◆ Problem to work on ◆
Once the line with "negative clicks: (423, 73) (433, 38)" is found in the entries below, print it and each following line exactly, stopping after the line with "positive clicks: (404, 43) (380, 36)"; print nothing else.

━━━━━ Supplied information

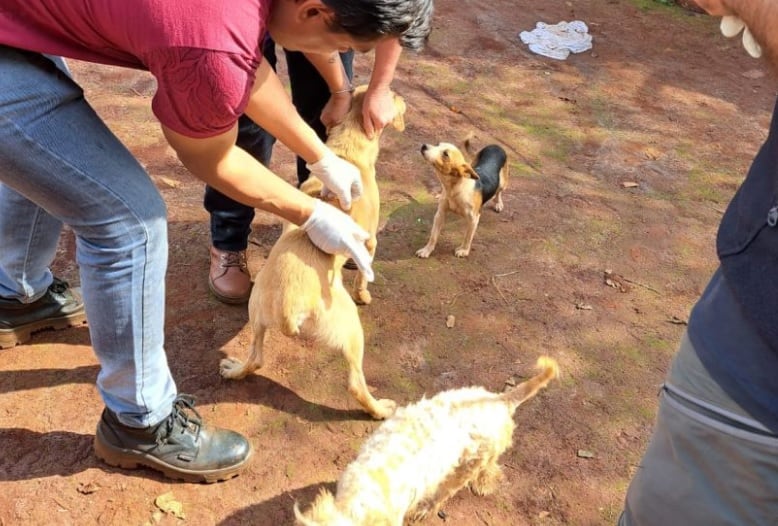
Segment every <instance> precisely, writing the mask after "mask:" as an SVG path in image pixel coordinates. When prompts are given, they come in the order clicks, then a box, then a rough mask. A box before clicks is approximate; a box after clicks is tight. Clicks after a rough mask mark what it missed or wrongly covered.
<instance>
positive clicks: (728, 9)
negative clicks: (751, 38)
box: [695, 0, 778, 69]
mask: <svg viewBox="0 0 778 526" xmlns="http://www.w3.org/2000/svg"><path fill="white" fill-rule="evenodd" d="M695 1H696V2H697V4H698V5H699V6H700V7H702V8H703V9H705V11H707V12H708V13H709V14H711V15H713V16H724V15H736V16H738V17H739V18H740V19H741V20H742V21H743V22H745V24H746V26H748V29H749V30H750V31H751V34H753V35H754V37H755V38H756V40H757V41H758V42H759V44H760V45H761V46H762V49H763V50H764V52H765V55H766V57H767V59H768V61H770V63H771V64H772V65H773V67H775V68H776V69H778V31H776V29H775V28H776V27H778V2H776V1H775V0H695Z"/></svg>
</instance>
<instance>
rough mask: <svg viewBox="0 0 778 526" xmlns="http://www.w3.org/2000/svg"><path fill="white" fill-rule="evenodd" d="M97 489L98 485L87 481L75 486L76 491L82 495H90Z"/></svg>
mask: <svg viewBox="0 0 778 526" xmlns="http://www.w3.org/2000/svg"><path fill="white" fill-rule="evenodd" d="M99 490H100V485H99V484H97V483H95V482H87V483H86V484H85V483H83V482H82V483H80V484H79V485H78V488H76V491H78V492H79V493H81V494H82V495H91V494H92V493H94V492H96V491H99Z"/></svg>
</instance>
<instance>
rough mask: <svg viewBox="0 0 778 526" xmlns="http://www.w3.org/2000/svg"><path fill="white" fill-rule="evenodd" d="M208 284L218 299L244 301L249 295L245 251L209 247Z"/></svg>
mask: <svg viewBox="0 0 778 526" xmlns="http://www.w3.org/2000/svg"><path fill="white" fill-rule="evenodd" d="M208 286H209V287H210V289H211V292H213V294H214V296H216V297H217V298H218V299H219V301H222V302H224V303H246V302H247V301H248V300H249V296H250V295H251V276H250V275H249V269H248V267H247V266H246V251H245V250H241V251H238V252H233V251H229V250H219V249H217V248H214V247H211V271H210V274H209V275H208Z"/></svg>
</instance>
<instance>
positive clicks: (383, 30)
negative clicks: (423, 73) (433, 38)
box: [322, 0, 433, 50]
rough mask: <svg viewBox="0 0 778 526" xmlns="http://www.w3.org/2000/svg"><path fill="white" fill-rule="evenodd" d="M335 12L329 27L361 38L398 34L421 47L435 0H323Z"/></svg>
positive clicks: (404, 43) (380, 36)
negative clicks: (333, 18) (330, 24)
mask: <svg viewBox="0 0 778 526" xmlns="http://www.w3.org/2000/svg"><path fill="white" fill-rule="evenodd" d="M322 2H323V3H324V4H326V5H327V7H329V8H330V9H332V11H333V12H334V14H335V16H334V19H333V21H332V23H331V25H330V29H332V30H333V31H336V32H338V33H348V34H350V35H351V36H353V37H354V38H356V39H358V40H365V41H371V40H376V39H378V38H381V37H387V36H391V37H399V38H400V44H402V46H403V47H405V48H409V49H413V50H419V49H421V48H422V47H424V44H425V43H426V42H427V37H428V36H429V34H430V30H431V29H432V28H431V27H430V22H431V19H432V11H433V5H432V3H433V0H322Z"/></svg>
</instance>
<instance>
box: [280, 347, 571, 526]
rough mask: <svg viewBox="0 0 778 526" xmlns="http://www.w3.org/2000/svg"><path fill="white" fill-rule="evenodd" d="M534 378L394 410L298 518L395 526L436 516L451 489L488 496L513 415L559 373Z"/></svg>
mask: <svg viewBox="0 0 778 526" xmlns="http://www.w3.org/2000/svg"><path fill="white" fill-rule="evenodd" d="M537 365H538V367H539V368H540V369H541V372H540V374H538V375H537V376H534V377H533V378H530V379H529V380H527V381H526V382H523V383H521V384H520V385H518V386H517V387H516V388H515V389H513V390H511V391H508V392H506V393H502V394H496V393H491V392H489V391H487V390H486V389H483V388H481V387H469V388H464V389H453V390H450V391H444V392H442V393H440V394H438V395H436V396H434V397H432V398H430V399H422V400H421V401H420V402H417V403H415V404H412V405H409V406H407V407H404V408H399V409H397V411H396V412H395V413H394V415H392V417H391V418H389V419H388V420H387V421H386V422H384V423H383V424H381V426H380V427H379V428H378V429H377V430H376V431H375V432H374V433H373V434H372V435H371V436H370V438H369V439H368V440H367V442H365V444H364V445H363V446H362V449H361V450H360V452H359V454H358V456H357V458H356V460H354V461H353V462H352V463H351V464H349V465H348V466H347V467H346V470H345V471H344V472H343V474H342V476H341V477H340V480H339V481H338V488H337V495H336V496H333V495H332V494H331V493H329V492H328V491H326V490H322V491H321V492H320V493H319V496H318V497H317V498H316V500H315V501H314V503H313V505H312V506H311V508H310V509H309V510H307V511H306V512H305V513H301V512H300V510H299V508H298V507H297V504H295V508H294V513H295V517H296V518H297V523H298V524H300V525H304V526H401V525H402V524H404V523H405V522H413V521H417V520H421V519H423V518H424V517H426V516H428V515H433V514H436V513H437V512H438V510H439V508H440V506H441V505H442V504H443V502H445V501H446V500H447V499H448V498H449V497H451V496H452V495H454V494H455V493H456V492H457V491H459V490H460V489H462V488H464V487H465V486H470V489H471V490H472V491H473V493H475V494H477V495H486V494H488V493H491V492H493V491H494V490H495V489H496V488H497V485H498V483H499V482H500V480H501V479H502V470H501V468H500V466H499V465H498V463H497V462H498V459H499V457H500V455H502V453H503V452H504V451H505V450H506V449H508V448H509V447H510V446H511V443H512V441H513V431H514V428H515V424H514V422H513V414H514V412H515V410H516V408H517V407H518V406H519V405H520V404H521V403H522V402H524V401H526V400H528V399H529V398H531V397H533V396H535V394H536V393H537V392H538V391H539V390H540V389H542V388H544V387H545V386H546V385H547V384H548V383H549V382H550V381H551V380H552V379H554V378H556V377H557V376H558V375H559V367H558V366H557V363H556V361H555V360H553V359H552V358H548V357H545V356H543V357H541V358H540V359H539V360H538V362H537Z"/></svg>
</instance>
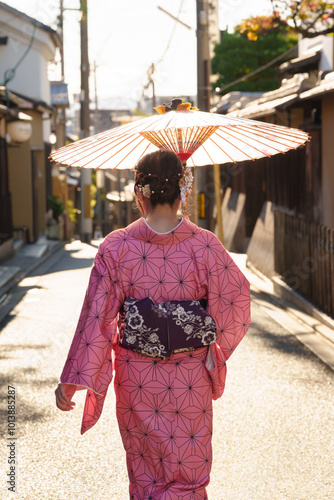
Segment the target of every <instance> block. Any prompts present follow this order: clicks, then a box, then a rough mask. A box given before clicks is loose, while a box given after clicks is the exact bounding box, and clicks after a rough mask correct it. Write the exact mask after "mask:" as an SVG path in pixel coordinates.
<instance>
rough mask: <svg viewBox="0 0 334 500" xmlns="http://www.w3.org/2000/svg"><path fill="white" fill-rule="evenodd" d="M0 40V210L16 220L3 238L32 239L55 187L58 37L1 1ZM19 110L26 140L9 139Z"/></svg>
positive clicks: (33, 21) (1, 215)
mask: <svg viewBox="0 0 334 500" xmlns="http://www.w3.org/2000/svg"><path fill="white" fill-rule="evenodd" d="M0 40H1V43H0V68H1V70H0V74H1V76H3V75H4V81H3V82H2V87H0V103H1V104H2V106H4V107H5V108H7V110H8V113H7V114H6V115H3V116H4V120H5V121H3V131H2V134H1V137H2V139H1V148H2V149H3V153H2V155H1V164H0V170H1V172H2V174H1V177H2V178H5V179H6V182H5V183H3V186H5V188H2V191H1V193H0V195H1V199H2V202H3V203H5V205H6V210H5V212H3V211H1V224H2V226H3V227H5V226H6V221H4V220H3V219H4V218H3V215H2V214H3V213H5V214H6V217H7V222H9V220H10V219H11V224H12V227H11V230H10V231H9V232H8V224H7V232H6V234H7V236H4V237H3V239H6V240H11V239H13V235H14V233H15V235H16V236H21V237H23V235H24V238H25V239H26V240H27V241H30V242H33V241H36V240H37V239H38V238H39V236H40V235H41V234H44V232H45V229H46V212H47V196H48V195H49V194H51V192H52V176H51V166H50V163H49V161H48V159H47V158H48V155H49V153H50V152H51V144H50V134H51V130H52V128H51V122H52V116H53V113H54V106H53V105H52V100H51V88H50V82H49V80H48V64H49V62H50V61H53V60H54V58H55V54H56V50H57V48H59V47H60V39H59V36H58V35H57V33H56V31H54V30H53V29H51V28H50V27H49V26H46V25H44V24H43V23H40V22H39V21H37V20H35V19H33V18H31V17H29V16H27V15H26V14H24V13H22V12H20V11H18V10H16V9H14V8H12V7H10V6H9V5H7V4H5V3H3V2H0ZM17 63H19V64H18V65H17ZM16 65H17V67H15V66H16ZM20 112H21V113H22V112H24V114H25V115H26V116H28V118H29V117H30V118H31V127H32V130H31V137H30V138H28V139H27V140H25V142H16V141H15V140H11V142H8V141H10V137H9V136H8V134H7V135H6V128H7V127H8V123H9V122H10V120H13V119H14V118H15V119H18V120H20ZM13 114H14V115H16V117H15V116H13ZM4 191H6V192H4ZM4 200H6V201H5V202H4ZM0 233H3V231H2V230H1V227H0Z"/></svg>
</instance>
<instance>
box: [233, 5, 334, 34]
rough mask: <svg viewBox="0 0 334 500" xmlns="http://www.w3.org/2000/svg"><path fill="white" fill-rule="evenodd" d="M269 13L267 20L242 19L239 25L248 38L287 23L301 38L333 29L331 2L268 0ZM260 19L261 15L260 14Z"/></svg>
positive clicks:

━━━━━━━━━━

◆ Your response ◆
negative clicks: (423, 73) (433, 38)
box: [322, 0, 433, 50]
rough mask: <svg viewBox="0 0 778 526" xmlns="http://www.w3.org/2000/svg"><path fill="white" fill-rule="evenodd" d="M335 12L329 27L361 38L398 34L421 47L435 0H323Z"/></svg>
positive clicks: (404, 43) (380, 36)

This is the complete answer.